▸ What to do
Answer these questions from the Roy Judkins article below:
(a) Which battalion did Judkins serve with in Vietnam?
(b) What rank did his father hold in the United States Army?
(c) How many mines did he disarm on his first trip out?

▸ Document passage
┏━━

= Roy Judkins =

American soldier

Roy Eugene Judkins (Austell, 26 July 1943 - Augusta, 14 February 2002) was an American soldier. He served with distinction in the U.S. Army Ordnance Corps as an Explosive Ordnance Disposal Specialist from 1961 until 1978. He served in Vietnam with the 184th Ordnance Battalion (EOD). He was a member of the Explosive Ordnance Disposal Team providing direct support to the 173rd Airborne Brigade. SSG Judkins was awarded the Distinguished Service Cross for extraordinary heroism in action from 4 December through 8 December 1968 in the Republic of Vietnam. SSG Judkins distinguished himself by removing live explosive devices from the extremities of two Republic of Vietnam soldiers. SSG Judkins was honorably discharged from the military in 1978 with 17 years of honorable service.

== Early life ==
Roy Judkins was born July 26, 1943. Roy's father was a Sergeant in the United States Army so he moved around a lot as a child, including living overseas for several years.

== Military ==
Roy Judkins enlisted in the army a few weeks shy of turning eighteen years of age, so he needed his father's permission. Since he was a military man himself, Roy's father knew how much it would mean to his son. It was always Roy's dream to be in the military. Roy started his long military career as a ranger. Roy put himself in danger and went under enemy fire to rescue a patrol from a mine field. He got on his hands and knees and used only a bayonet to rescue his patrol. On his first trip out, he brought back 3 casualties, 2 wounded and 1 KIA, while disarming 4 mines. One of Roy's greatest achievements in his military career, is when he and several members of his patrol operated on enemy soldiers from behind sandbags. Roy put himself into danger by removing live explosive devices from the extremities from the wounded men so that the regular surgeons could operate on them without any risk to themselves.

┗━━

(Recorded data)

┏━━

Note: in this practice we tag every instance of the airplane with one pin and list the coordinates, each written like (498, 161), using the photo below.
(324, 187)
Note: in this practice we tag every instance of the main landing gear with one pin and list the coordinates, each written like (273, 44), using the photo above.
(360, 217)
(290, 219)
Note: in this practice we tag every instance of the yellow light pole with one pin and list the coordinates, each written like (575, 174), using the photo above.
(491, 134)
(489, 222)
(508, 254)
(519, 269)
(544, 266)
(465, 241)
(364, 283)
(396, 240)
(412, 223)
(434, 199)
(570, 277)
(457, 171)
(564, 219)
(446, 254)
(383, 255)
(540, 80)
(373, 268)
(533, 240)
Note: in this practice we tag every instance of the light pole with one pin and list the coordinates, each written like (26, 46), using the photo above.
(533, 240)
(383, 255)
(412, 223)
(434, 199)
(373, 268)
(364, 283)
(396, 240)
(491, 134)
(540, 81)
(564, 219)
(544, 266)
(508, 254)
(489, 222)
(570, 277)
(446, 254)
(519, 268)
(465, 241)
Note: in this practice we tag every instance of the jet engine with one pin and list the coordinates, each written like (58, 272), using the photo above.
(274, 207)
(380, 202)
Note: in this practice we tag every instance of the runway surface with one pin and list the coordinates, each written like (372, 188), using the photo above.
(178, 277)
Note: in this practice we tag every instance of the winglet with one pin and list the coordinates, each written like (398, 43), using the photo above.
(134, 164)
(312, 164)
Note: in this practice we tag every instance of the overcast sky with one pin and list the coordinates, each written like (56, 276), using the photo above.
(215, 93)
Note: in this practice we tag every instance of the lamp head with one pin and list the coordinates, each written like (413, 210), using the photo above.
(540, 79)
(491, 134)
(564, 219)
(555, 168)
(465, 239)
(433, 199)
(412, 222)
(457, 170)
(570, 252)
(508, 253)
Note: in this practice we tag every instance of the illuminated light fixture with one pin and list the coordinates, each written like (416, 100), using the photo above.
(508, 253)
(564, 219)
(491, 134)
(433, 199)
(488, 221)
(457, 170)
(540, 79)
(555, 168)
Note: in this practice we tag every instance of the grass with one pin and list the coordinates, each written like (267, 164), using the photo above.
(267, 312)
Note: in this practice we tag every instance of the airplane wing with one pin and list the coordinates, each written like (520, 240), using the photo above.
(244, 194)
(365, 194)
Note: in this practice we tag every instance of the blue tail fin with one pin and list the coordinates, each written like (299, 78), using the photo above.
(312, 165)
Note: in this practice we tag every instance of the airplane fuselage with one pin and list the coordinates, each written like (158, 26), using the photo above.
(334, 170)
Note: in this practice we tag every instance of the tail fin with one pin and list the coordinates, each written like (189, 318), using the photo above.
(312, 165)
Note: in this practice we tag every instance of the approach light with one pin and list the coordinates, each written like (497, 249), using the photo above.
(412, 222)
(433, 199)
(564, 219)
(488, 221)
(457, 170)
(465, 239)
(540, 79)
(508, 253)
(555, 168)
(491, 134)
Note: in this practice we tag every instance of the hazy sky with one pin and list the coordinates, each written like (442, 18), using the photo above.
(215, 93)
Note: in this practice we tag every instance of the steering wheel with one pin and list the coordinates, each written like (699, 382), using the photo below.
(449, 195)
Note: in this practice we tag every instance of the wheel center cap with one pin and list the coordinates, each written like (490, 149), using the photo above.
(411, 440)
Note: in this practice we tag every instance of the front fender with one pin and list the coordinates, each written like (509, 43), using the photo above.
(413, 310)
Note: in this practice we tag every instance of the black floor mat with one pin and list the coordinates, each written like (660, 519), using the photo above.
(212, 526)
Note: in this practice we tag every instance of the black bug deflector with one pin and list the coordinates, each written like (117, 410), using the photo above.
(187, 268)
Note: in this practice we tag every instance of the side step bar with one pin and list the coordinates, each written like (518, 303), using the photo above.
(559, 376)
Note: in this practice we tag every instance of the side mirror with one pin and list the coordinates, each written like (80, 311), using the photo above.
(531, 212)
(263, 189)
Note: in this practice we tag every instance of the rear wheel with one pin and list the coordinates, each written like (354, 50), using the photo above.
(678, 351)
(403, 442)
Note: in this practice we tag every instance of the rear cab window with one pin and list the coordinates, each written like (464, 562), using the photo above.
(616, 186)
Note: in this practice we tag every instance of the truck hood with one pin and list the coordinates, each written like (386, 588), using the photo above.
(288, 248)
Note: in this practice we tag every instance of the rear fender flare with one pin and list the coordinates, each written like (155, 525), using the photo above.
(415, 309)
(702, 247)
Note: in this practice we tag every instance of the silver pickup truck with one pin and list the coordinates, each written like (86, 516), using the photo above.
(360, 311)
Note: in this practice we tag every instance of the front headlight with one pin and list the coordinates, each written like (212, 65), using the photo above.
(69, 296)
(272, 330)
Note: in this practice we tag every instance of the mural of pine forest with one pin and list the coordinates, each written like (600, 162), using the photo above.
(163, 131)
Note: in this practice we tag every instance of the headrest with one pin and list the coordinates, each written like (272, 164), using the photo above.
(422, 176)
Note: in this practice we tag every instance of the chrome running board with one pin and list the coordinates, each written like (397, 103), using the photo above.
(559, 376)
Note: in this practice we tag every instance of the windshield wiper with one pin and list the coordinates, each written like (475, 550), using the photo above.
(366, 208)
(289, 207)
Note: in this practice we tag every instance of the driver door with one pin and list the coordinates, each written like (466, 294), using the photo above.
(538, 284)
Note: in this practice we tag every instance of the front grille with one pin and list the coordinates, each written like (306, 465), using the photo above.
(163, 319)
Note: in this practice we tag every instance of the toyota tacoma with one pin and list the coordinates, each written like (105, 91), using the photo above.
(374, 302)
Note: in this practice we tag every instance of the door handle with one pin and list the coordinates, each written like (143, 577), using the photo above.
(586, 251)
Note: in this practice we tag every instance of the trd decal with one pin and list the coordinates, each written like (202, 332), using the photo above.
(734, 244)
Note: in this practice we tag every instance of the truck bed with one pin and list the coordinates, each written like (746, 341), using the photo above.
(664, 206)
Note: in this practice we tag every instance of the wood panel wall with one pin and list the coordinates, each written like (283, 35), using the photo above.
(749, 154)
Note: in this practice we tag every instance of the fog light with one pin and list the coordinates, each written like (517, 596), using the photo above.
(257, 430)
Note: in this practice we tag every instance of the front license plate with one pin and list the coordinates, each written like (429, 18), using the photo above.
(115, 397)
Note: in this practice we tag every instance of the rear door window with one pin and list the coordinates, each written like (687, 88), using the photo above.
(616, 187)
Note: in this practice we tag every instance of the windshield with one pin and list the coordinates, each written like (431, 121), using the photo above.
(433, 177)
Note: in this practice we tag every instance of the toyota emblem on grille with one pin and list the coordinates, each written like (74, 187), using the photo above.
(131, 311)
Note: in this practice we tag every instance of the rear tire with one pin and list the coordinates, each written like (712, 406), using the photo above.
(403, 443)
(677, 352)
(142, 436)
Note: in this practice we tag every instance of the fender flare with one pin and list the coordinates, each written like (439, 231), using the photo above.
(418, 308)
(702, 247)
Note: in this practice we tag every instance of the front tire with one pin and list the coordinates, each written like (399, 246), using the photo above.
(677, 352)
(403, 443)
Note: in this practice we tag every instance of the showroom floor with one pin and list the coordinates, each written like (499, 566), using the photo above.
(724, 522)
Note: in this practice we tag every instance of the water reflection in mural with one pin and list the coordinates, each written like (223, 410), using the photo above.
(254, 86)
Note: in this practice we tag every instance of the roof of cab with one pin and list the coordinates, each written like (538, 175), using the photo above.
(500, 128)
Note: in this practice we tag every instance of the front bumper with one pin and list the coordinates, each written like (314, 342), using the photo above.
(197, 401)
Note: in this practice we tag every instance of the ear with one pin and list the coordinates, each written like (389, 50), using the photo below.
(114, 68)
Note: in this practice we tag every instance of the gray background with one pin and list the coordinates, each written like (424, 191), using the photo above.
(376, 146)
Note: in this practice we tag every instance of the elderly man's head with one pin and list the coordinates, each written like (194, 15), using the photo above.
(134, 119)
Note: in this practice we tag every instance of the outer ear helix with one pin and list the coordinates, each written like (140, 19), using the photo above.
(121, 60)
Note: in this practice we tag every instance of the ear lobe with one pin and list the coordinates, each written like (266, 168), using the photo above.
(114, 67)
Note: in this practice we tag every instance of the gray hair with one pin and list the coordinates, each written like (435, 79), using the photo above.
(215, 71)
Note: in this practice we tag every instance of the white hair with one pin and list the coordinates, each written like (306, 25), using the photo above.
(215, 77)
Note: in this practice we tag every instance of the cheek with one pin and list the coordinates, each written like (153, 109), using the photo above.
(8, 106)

┗━━

▸ Written answer
(a) The 184th Ordnance Battalion (EOD)
(b) Sergeant
(c) 4